- Material for this task:

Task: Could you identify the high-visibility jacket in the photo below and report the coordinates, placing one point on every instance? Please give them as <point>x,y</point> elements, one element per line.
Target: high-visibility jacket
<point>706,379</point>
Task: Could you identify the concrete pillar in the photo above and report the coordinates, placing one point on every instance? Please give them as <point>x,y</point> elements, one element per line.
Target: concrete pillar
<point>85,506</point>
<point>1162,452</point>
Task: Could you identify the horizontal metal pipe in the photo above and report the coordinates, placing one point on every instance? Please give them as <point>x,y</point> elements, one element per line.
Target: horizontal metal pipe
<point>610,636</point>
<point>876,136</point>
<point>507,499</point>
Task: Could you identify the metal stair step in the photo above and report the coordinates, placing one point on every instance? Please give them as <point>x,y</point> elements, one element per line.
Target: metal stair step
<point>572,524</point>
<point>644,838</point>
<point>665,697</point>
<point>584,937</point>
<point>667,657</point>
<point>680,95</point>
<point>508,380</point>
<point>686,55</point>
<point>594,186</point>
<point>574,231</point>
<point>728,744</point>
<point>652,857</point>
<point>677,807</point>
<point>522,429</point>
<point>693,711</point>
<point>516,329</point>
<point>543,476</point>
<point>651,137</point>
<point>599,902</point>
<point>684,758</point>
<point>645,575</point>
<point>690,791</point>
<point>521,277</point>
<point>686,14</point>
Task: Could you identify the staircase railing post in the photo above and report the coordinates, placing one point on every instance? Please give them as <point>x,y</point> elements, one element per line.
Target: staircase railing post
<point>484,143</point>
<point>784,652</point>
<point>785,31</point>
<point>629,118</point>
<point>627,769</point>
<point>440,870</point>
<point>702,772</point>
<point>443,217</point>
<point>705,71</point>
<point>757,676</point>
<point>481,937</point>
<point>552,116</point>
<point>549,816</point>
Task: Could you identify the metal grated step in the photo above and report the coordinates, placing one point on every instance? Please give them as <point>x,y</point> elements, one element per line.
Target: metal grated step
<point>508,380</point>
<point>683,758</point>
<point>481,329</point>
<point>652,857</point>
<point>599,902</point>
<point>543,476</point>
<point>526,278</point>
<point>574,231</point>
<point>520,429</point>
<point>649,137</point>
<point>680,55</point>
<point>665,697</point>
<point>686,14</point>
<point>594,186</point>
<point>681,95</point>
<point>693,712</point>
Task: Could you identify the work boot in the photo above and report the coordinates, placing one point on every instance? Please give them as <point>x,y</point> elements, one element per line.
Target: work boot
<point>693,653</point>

- Stated exercise:
Rewrite all of the material above as a numbered list with one line per item, and leave out any blank lines.

- Result of the task:
1. Task: Could you identify the high-visibility jacket in the photo below and report the coordinates, placing one point on every instance? Please give them as <point>x,y</point> elements, one element per line.
2. Target: high-visibility jacket
3. <point>706,379</point>
4. Task: Could you identify the concrete pillar in the photo above and report the coordinates, placing one point on every instance? Please give them as <point>x,y</point> elements, one element per line.
5. Target: concrete pillar
6. <point>85,506</point>
7. <point>1162,452</point>
8. Task: Could you identify the horizontal metal pipe in the photo above and report the coordinates, placing one point on every instance? Please give them as <point>x,y</point> elements, one element per line.
9. Target: horizontal metal pipe
10. <point>610,636</point>
11. <point>876,136</point>
12. <point>507,499</point>
13. Task: Could you identify the metal stair step in the photo above and report the coordinates, placing one point on every instance? Please give them as <point>x,y</point> elements, one element per line.
14. Target: metal stair step
15. <point>572,524</point>
16. <point>644,838</point>
17. <point>665,697</point>
18. <point>584,937</point>
19. <point>667,657</point>
20. <point>680,95</point>
21. <point>508,380</point>
22. <point>686,55</point>
23. <point>594,186</point>
24. <point>574,231</point>
25. <point>728,744</point>
26. <point>652,857</point>
27. <point>677,807</point>
28. <point>522,429</point>
29. <point>693,711</point>
30. <point>516,329</point>
31. <point>543,476</point>
32. <point>651,137</point>
33. <point>599,902</point>
34. <point>684,758</point>
35. <point>645,575</point>
36. <point>690,791</point>
37. <point>521,277</point>
38. <point>686,14</point>
39. Task: Could you identify the staircase railing post in the photo above and report the coordinates, placing one point on every instance? Please give them as <point>x,y</point> elements, one element per line.
40. Target: staircase railing post
41. <point>484,143</point>
42. <point>784,652</point>
43. <point>785,31</point>
44. <point>629,118</point>
45. <point>627,769</point>
46. <point>440,870</point>
47. <point>702,772</point>
48. <point>443,217</point>
49. <point>705,71</point>
50. <point>757,676</point>
51. <point>481,937</point>
52. <point>552,116</point>
53. <point>549,816</point>
54. Task: Could you identify the metal grated step in the photo above and report the coordinates, placing one point on every instance? Please give them as <point>x,y</point> elements, one element per line.
55. Target: metal grated step
56. <point>508,380</point>
57. <point>683,758</point>
58. <point>481,329</point>
59. <point>652,857</point>
60. <point>599,902</point>
61. <point>543,476</point>
62. <point>526,278</point>
63. <point>574,231</point>
64. <point>520,429</point>
65. <point>649,137</point>
66. <point>680,55</point>
67. <point>665,697</point>
68. <point>686,14</point>
69. <point>594,186</point>
70. <point>681,95</point>
71. <point>693,712</point>
72. Task: Could you identify the work boot in the photo above and report the coordinates, placing one point on every instance? Please give them as <point>x,y</point> elements, one element per line.
73. Target: work boot
74. <point>693,653</point>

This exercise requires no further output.